- [ITEM DA TAREFA]:
Indique se cada afirmação abaixo concorda com o trecho do texto sobre o filho. Responda sim ou não e cite as palavras do trecho que decidem cada caso.
(a) O pai conversou com o filho pelo computador depois de passar pelo menos sete meses sem vê-lo.
(b) O pai passou cerca de um mês em Divinópolis.
(c) O filho está às vésperas de completar doze anos.

- [TRECHO DO TEXTO]:
:::

Como envergonhar um bonitão

     "Benza-o  Deus,  que  gracinha  de  menino!"  "Mas  que garotinho lindinho, hein!" "Ô bichinho bonito, gente!" "Que olhos ele tem!" Tais eram as galanterias que eu costumava ouvir quando saía por Belo Horizonte ou Divinópolis carregando-o no colo ou no carrinho, quando você era bem pequeno. Naturalmente aquilo inflava o meu orgulho de recém-pai enquanto meu bebê seguia, indiferente, a sugar seu bico. Alguns transeuntes, não resistindo, vinham apertar-lhe a bochecha ou me pediam para pegá-lo no colo um pouco.
     Hoje, já rapazinho e compreendendo melhor as coisas, você tem vergonha que aludam a sua beleza. Por isso às vezes gosto de fazer sua face ficar ruborizada, disparando súbita e brasileiramente, quando o encontro após vários meses distante: "Rapaz, vá ser bonito assim lá na casa do chapéu! As meninas da escola devem suspirar fuuundo quando você passa!" É muito engraçado ver o seu encabulamento, olhando para o chão até que o tiro da situação constrangedora com um "Dá cá um abraço, estou morrendo de saudade".

domingo, 7 de fevereiro de 2016

De Minas e de literatura






     Conversamos  na  noite  de  ontem  via  computador, após eu haver passado ao menos sete meses sem vê-lo. Fiquei surpreso ao notar como você está desenvolvido física e intelectualmente às vésperas dos seus onze anos. Já parece mais um adolescente em flor que o menino com o qual estou acostumado.
     Você  me  contou  de  uma  viagem  que  fez neste fim de ano e também de uma passagem por Minas pouco antes do Natal, contando-me que esteve na casa de minha mãe, para visitá-la. Essa notícia me surpreendeu, pois há pouco voltei de Divinópolis, onde passei cerca de três semanas, e não me contaram que você havia passado por lá. Certamente imaginaram que eu iria ficar irritado pelo que veio em sua companhia no pacote da visita. Mas fiquei feliz por você haver reencontrado minha mãe, que sempre fala sobre a saudade que sente por passar tanto tempo sem vê-lo. Posso imaginar a alegria desse encontro, com Pérola rondando ao redor de vocês.

:::

- [DADOS EXTRAÍDOS]:
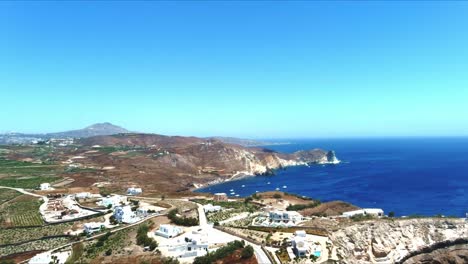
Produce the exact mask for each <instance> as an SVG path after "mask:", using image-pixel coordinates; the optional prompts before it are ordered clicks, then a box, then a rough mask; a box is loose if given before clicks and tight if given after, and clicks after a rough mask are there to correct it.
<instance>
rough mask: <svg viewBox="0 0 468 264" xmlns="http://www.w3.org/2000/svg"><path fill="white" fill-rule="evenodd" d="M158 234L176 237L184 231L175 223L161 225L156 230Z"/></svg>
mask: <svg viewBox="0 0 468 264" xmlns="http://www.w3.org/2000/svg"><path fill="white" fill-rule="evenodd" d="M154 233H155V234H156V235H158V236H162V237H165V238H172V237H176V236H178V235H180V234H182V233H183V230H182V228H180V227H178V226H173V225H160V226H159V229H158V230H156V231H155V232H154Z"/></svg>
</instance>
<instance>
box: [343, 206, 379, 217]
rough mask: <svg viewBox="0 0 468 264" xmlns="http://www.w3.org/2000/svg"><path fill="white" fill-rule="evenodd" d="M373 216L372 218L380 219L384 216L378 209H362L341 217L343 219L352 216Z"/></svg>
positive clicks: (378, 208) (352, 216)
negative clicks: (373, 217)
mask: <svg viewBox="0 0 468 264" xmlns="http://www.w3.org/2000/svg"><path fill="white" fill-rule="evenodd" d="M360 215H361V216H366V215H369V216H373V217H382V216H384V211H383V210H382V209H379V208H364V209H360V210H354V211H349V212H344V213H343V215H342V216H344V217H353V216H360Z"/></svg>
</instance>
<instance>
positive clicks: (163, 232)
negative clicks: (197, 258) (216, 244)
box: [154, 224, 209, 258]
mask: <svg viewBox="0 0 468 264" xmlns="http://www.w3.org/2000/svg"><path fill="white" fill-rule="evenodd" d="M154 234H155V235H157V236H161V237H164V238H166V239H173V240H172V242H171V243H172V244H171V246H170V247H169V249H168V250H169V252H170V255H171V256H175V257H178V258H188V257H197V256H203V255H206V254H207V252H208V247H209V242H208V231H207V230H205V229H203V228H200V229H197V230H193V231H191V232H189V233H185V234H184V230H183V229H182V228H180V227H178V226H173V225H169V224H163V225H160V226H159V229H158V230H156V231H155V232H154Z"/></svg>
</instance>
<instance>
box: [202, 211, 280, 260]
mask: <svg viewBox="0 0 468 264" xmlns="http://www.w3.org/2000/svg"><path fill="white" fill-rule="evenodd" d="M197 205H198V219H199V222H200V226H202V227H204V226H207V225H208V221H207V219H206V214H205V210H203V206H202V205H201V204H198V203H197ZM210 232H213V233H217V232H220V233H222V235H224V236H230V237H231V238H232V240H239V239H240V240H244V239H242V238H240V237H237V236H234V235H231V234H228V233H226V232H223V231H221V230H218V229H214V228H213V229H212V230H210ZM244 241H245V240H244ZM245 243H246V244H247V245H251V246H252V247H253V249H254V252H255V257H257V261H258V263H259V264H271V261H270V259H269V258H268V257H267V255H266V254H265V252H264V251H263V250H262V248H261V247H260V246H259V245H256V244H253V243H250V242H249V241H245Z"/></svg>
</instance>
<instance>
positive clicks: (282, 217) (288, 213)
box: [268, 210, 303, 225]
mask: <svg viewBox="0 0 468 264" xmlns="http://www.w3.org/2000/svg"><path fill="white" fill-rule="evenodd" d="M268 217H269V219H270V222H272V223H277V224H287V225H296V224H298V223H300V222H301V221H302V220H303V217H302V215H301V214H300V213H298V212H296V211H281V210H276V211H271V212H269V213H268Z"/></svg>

:::

- [SOLUÇÃO DO EXERCÍCIO]:
(a) Sim: "após eu haver passado ao menos sete meses sem vê-lo".
(b) Não: "onde passei cerca de três semanas".
(c) Não: "às vésperas dos seus onze anos".